* **Problem details**: Pick out and copy every line in the records below that contains the string "printed". Case counts.

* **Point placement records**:
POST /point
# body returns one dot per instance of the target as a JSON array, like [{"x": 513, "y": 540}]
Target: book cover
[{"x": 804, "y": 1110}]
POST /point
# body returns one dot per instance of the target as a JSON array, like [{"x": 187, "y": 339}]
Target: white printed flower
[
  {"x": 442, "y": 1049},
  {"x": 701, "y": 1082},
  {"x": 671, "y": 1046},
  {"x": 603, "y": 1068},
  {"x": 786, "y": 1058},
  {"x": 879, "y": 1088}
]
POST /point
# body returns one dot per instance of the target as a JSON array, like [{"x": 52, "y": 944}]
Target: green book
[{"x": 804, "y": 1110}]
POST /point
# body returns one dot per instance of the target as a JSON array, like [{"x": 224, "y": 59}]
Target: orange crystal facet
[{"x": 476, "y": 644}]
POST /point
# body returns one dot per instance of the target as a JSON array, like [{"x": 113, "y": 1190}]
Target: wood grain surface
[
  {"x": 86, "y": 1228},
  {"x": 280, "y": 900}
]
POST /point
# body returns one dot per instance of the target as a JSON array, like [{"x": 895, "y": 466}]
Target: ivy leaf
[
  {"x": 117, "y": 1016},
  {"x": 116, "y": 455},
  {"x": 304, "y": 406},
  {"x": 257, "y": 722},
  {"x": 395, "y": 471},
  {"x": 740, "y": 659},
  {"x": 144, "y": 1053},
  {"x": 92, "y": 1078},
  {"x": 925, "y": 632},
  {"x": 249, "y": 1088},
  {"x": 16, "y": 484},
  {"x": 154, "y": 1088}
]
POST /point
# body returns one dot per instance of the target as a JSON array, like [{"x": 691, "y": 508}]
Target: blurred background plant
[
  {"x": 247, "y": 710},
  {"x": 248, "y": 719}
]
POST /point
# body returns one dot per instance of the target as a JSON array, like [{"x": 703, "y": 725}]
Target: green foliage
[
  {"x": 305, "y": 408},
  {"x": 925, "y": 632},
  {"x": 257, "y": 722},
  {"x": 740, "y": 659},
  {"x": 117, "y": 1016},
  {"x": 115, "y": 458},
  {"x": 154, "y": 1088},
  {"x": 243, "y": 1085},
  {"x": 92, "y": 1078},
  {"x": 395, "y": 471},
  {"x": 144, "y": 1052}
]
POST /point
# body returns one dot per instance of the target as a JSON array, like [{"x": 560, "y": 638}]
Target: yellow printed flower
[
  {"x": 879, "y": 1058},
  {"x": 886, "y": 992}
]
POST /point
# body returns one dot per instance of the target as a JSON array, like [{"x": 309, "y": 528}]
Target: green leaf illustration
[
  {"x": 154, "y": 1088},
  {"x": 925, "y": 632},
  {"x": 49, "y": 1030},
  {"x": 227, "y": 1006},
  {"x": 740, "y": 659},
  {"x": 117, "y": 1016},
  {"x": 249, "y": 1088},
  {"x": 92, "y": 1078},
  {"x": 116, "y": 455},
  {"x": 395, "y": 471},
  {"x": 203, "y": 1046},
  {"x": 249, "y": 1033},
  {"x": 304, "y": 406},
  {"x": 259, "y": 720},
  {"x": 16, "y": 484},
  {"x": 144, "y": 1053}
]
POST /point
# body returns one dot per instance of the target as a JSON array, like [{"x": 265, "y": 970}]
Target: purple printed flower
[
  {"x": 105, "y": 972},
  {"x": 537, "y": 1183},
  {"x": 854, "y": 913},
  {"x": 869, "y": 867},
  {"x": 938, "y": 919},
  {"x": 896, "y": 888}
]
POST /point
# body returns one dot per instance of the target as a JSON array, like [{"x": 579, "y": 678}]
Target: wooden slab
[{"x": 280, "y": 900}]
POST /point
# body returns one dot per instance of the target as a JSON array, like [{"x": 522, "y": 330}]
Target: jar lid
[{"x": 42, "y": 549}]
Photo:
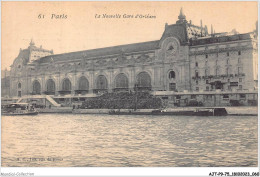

* **Expected output**:
Target: white printed flower
Target: yellow printed flower
Target: purple printed flower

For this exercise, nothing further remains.